*** Opening of Data extracts ***

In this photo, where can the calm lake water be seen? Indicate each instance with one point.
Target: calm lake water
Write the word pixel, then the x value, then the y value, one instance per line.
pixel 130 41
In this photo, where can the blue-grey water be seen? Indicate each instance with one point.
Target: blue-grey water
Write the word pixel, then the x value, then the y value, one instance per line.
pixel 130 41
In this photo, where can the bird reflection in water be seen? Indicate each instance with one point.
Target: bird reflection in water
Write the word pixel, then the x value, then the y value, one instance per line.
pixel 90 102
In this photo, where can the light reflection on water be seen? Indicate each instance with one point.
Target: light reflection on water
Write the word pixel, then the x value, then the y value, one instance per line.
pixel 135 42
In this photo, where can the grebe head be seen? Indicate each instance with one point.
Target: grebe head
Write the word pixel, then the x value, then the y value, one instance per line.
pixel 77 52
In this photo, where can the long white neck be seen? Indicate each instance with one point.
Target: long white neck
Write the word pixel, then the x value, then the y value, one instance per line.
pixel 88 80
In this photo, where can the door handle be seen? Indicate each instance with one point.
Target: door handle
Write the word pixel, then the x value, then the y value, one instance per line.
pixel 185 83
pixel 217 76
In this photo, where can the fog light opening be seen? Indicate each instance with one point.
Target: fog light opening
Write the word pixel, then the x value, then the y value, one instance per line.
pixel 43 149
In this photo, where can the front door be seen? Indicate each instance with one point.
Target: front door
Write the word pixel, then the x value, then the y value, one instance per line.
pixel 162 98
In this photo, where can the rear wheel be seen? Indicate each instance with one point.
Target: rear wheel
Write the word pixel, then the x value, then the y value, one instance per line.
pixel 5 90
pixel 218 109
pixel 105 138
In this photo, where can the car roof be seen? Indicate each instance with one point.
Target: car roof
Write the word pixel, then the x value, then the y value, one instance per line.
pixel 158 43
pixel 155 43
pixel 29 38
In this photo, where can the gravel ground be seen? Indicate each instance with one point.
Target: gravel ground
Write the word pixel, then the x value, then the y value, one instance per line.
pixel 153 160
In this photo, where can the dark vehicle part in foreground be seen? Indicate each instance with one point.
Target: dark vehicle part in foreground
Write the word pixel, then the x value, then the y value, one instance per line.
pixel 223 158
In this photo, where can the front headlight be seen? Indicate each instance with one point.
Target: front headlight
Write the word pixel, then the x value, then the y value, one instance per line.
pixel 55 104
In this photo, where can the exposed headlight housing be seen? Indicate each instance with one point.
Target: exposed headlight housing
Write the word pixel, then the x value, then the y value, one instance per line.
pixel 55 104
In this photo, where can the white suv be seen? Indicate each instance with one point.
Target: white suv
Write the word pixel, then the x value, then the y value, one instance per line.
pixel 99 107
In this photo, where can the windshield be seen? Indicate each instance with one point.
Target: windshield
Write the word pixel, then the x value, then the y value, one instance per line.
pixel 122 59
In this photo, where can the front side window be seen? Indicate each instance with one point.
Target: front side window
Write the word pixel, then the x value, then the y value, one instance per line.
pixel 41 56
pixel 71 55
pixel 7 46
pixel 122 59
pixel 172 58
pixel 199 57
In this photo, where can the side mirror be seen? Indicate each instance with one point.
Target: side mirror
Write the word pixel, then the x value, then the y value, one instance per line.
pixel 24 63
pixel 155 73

*** Close of Data extracts ***

#### [What is required]
Set down each entry exactly as it appears above.

#### [Answer area]
In this photo, where can the calm lake water be seen? Indicate each instance with one point.
Target: calm lake water
Write the word pixel, then the x value, then the y value, one instance per line.
pixel 130 41
In this photo, where can the blue-grey water be seen? Indicate each instance with one point.
Target: blue-grey water
Write the word pixel, then the x value, then the y value, one instance per line.
pixel 130 41
In this photo, where can the bird reflection in water be seen? Indicate each instance with one point.
Target: bird reflection in water
Write the word pixel, then the x value, then the y value, one instance per line.
pixel 90 102
In this photo, where can the light reflection on water be seen? Indicate each instance with one point.
Target: light reflection on water
Write the word pixel, then the x value, then the y value, one instance per line.
pixel 135 42
In this photo, where can the grebe head be seen? Indicate each instance with one point.
Target: grebe head
Write the word pixel, then the x value, then the y value, one instance per line.
pixel 77 52
In this photo, where can the long white neck be seen? Indicate each instance with one point.
Target: long white neck
Write the word pixel, then the x value, then the y value, one instance per line.
pixel 88 80
In this photo, where can the door handle be seen? Indicate each instance with one point.
Target: door handle
Write the word pixel, then the x value, then the y value, one instance per line.
pixel 185 83
pixel 217 76
In this photo, where can the fog light opening be seen? Indicate each instance with one point.
Target: fog light opening
Write the word pixel, then the x value, then the y value, one instance per line.
pixel 43 149
In this photo, where can the front door be seen? Indicate each instance with one point.
Target: front door
Write the word pixel, then the x value, then the y value, one instance per line.
pixel 162 98
In this photo, where can the rear wheel be seen? Indicate each instance with one point.
Target: rear wheel
Write the word pixel, then the x value, then the y value, one instance per line.
pixel 5 90
pixel 218 109
pixel 105 138
In this photo, where can the car roof be seen? Indicate each instance with one point.
Target: car roof
Write the word pixel, then the x value, then the y value, one instance per line.
pixel 158 43
pixel 155 43
pixel 29 38
In this photo, where can the gravel ground be seen? Indicate each instance with one point.
Target: gravel ground
Write the word pixel, then the x value, then the y value, one instance per line.
pixel 153 160
In this photo, where can the dark vehicle part in foreground be seen? Indicate each instance with one point.
Target: dark vehicle part in foreground
Write the word pixel, then the x value, then the y value, one instance per line.
pixel 223 158
In this photo, where can the front headlight be seen? Indicate each instance with one point.
Target: front headlight
Write the word pixel, then the x value, then the y value, one instance per line.
pixel 55 104
In this photo, where can the exposed headlight housing be seen? Indicate each instance with one point.
Target: exposed headlight housing
Write the word pixel, then the x value, then the y value, one instance per line.
pixel 55 104
In this photo, where can the white suv be seen? Indicate each instance with one point.
Target: white suv
Write the word pixel, then the x value, then the y value, one instance per line.
pixel 99 107
In this photo, where can the windshield be seen? Indicate each instance with one point.
Target: windshield
Write the word pixel, then the x value, then the y value, one instance per line.
pixel 122 59
In this photo, where can the front side window be seen? Indicate each instance with one point.
Target: front side window
Write the word pixel, then the x value, then the y value, one instance per line.
pixel 41 56
pixel 71 55
pixel 7 46
pixel 122 59
pixel 172 58
pixel 199 57
In this photo, where can the side mirror be seen? Indicate each instance with one point.
Target: side mirror
Write the word pixel, then the x value, then the y value, one instance per line.
pixel 24 63
pixel 155 73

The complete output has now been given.